Exercise: Reproduce word for word the part of the guest post below on PFLAG's response to the Love Won Out conference, from "But even though" to "attracted to women.".

Text excerpt:
□ □ □
[EDITOR'S NOTE:] This guest post was written by Marcia Neff. Marcia is one of those remarkable women who will change your life just by knowing her. She's also my PFLAG mom, so keep your language clean or she'll wash your mouth out with soap.

Recently, a conference centered on “restorative therapy” came to a large Indianapolis area church. Love Won Out, a Focus on the Family program, drew over 1000 people. This conference is based on the premise that “individuals don't have to be gay and that a homosexual identity is something that can be overcome.”

LWOprotest.jpgIn response, the Indianapolis chapter of PFLAG (Parents, Families and Friends of Lesbians and Gays) sponsored a gathering near the church that day to counter their message. As we were leaving, a group of us were approached by a conference attendee puzzled by our rally. He didn’t understand why we’d be critical of people being told to love their gay children. We’d like to make our position clear.

We understand that many people struggle to reconcile their faith with this issue. We also acknowledge that every gay child who comes out to someone struggles in doing so, and that every parent who hears this from their child must come to grips as to how they deal with it. Seeking guidance, people come to this conference aching to hear Love Won Out's comforting promise that homosexuality can be cured.

We have walked in their shoes. We all love our children, but we believe there’s another way.

For the following Love Won Out message, we’re grateful: Speakers are telling attendees that they should love their gay child and not reject them or toss them out of their home. This is amazing progress from past religious right messages that there’s no place in society for someone who’s gay. (Christian evangelist Jerry Falwell once stated, “Homosexuality is Satan's diabolical attack upon the family that will not only have a corrupting influence upon our next generation, but it will also bring down the wrath of God upon America.”)

But even though they’re now conveying a more positive message, along with it comes reputed “scientific” evidence that homosexuality is not a sexual identity, but a developmental disorder. Love Won Out conferences are church-based; however, their message is expressed as much in the language of science as in scripture.

Their speakers use research that has been questioned and challenged by the medical and mental health professions. Their restorative therapy approach is based on a theory that a boy’s early rejection by or lack of closeness with his father excludes him from bonding with men in a natural way, and that he identifies with his domineering mother instead. So since opposites attract, he becomes sexually attracted to men rather than to women. This same general hypothesis applies to women who are attracted to women.

The facts: Every major mental health and medical organization in the nation rejects the idea that sexual orientation is a mental disorder. Homosexuality has not been classified as a mental illness in America for more than 30 years. It was removed from the national register of mental illnesses, the Diagnostic and Statistical Manual of Mental Disorders, in 1973.

As for restorative therapy, the American Psychological Association issued this statement in response to a picket of their 2006 annual convention by NARTH (National Association for Research and Therapy of Homosexuality), "For over three decades the consensus of the mental health community has been that homosexuality is not an illness and therefore not in need of a cure. The APA's concern about the positions espoused by NARTH and so-called conversion therapy is that they are not supported by the science. There is simply no sufficiently scientifically sound evidence that sexual orientation can be changed. Our further concern is that the positions espoused by NARTH and Focus on the Family create an environment in which prejudice and discrimination can flourish."

Until society no longer denounces people because of their sexual orientation, compromising both their humanity and their civil rights, and until religious communities no longer condemn them based on scripture that can be interpreted in a multitude of ways, change will come slowly.

Our gathering outside Love Won Out was a celebration of unconditional love and acceptance for our gay children absent a call for them to change or be cured of their sexual orientation. Our hope was that if just one vulnerable youth in the back seat of a car saw the message that they’re not fundamentally flawed, but are worthy of love and acceptance as they are, we’d save them years of personal anguish.
□ □ □
Extracted material:
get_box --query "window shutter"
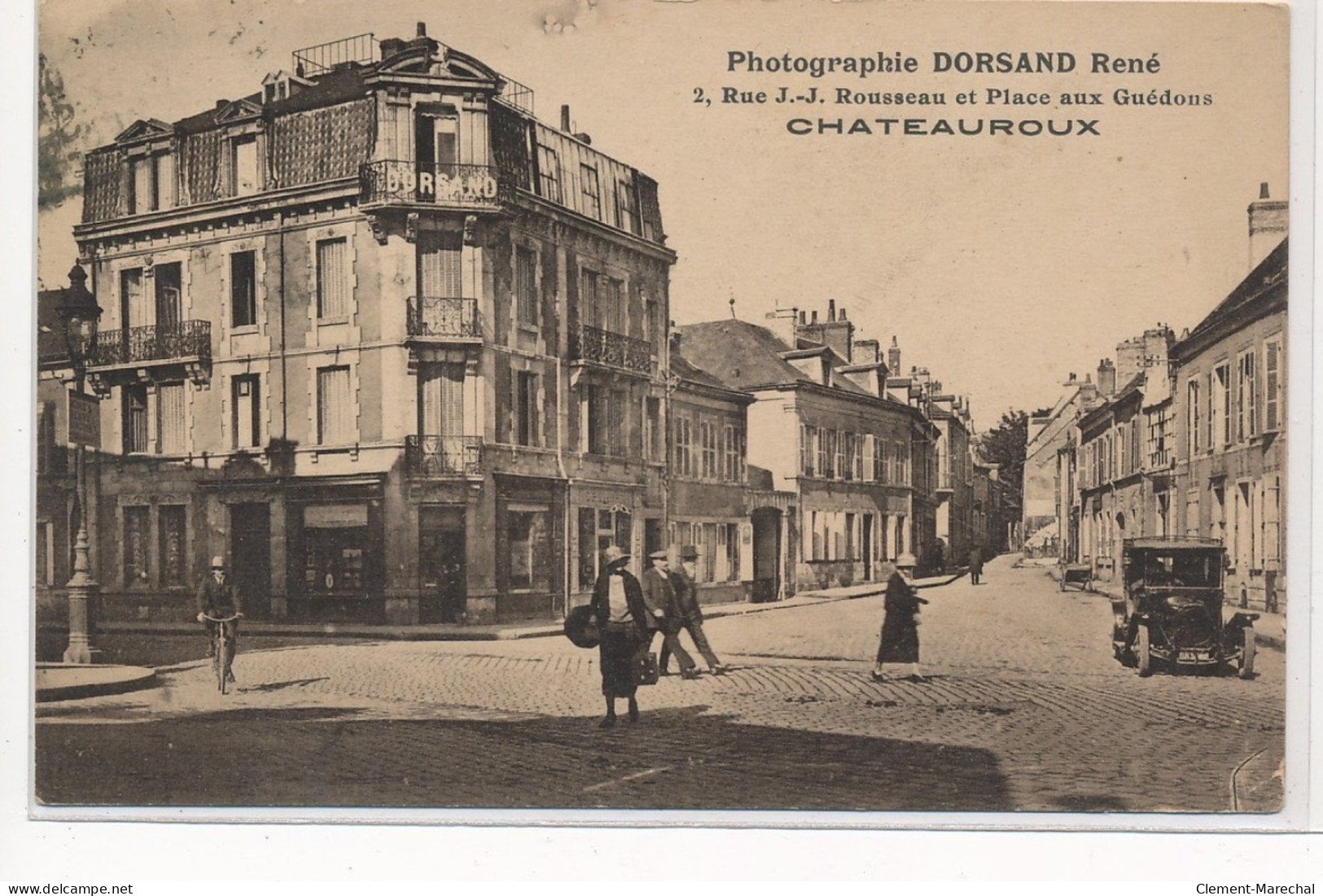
[1264,343,1282,432]
[156,383,184,455]
[318,367,353,445]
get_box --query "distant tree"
[37,53,87,210]
[979,409,1029,505]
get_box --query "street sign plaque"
[69,390,101,449]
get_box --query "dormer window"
[129,152,175,214]
[230,133,260,195]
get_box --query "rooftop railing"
[358,160,504,209]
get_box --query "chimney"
[766,308,804,347]
[1098,358,1117,396]
[1249,182,1290,271]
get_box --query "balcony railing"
[358,161,504,209]
[405,436,483,479]
[408,296,482,339]
[570,324,652,373]
[87,320,212,367]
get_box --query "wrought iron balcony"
[408,296,482,339]
[358,160,504,209]
[405,436,483,479]
[570,324,652,373]
[87,320,212,370]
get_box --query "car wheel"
[1135,625,1154,676]
[1240,625,1255,678]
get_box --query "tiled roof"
[1173,239,1287,353]
[679,318,811,388]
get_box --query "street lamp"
[59,264,101,663]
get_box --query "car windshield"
[1128,551,1223,588]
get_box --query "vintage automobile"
[1111,538,1258,678]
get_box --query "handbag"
[631,648,660,684]
[565,604,602,648]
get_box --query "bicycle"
[199,613,243,695]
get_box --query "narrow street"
[36,557,1285,811]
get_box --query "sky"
[38,0,1289,430]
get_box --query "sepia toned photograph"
[29,0,1291,828]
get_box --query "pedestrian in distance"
[660,544,726,675]
[872,564,927,682]
[196,557,243,682]
[593,544,656,728]
[643,551,699,678]
[970,544,983,584]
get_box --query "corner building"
[76,24,675,623]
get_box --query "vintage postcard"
[32,0,1308,828]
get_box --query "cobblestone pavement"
[36,559,1285,811]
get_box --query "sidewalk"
[37,572,963,702]
[1042,563,1286,652]
[98,572,965,641]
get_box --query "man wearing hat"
[591,544,655,728]
[643,551,699,678]
[658,544,726,675]
[197,557,243,680]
□ □ □
Response area:
But even though they’re now conveying a more positive message, along with it comes reputed “scientific” evidence that homosexuality is not a sexual identity, but a developmental disorder. Love Won Out conferences are church-based; however, their message is expressed as much in the language of science as in scripture.

Their speakers use research that has been questioned and challenged by the medical and mental health professions. Their restorative therapy approach is based on a theory that a boy’s early rejection by or lack of closeness with his father excludes him from bonding with men in a natural way, and that he identifies with his domineering mother instead. So since opposites attract, he becomes sexually attracted to men rather than to women. This same general hypothesis applies to women who are attracted to women.